• _Short exercise 1_
In the account of the visit to Rhodes, roughly how long was the walk to the temple site expected to take?
• _Short exercise 2_
Copy out the stretch of the entries from the line containing "Note to the class: find each instance of the wooden" through the end of the entries.

• _Page_
=-=-=
The Temple of Apollo atop the Acropolis of Rhodes; that was where I wanted to go (Lawrence 2005:Scroll XX). For a while, my uncle stood as if torn apart between his duties towards family and a tempting option of seeing the remains of the Greek temple. Eventually, he decided to join me. According to the map, the site lay within a walking distance, around half an hour on foot, so we promised to be back up to two hours. My aunt was not much enthusiastic about the idea of staying alone with four teenagers and she looked a bit upset when we were leaving. Yet our passion for ancient monuments was stronger and finally won with our doubts.

Beautiful view from the Rhodian Acropolis. Source: Gill (2016).
=-=-=
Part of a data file
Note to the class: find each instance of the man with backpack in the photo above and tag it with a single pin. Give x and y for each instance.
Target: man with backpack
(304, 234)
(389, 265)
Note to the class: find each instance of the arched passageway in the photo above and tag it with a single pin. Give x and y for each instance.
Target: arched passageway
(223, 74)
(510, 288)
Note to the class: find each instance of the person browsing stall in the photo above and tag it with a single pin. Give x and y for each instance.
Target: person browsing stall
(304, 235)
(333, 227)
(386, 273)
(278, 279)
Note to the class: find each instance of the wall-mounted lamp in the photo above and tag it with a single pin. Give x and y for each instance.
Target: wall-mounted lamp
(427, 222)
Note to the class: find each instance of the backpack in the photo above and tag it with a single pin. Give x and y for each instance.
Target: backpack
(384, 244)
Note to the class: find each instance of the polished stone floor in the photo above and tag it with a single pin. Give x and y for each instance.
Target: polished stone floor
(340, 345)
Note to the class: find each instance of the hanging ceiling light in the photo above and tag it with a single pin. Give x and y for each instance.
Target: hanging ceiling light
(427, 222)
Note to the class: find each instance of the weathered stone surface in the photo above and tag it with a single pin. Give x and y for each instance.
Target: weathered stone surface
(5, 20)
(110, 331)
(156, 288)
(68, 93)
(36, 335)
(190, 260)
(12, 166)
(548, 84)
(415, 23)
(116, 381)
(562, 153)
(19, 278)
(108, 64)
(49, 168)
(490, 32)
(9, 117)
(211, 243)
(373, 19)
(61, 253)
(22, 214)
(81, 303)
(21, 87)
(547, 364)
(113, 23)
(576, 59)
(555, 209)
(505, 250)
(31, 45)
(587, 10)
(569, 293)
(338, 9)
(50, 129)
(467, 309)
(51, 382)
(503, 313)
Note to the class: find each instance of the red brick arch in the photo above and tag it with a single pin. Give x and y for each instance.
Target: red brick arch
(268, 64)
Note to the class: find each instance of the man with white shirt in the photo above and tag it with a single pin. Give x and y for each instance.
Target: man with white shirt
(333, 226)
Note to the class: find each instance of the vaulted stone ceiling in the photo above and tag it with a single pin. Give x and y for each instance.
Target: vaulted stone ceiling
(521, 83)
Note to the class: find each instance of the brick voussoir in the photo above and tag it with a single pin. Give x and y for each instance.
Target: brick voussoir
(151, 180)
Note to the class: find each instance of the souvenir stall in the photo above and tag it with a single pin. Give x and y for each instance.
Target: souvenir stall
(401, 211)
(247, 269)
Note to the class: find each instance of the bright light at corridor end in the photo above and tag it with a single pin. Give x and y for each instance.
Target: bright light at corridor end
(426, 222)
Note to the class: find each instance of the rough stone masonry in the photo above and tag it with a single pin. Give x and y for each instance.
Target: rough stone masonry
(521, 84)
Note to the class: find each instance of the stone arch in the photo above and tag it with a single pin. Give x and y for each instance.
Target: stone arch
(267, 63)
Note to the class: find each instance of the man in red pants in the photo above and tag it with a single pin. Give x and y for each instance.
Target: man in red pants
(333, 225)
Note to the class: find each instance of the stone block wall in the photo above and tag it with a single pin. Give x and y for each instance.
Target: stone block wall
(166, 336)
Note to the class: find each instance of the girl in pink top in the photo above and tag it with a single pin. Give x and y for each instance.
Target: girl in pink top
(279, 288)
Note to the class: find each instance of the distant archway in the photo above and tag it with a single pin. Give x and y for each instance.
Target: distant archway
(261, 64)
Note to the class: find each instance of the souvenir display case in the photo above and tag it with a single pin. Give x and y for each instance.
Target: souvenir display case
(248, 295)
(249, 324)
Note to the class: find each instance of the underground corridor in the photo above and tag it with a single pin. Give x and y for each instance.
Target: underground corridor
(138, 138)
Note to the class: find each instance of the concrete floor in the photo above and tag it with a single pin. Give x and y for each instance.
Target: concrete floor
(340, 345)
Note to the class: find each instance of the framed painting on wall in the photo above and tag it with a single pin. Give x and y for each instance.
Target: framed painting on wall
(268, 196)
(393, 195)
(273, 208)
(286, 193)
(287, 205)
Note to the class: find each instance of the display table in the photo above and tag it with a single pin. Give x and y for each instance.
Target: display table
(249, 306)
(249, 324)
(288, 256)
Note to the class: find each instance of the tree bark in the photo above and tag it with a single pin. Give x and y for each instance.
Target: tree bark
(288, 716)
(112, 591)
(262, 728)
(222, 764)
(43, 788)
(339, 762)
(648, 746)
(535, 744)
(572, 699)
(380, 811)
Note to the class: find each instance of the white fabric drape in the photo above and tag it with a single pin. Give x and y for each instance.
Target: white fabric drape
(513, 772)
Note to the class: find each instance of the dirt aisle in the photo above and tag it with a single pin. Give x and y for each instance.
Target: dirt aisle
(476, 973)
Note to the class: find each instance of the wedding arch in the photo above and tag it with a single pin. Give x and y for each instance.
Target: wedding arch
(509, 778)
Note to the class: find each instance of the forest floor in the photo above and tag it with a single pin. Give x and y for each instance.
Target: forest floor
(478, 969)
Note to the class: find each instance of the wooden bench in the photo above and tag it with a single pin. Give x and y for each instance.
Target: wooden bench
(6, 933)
=-=-=
• _Task solution 1_
Around half an hour on foot.

• _Task solution 2_
Note to the class: find each instance of the wooden bench in the photo above and tag it with a single pin. Give x and y for each instance.
Target: wooden bench
(6, 933)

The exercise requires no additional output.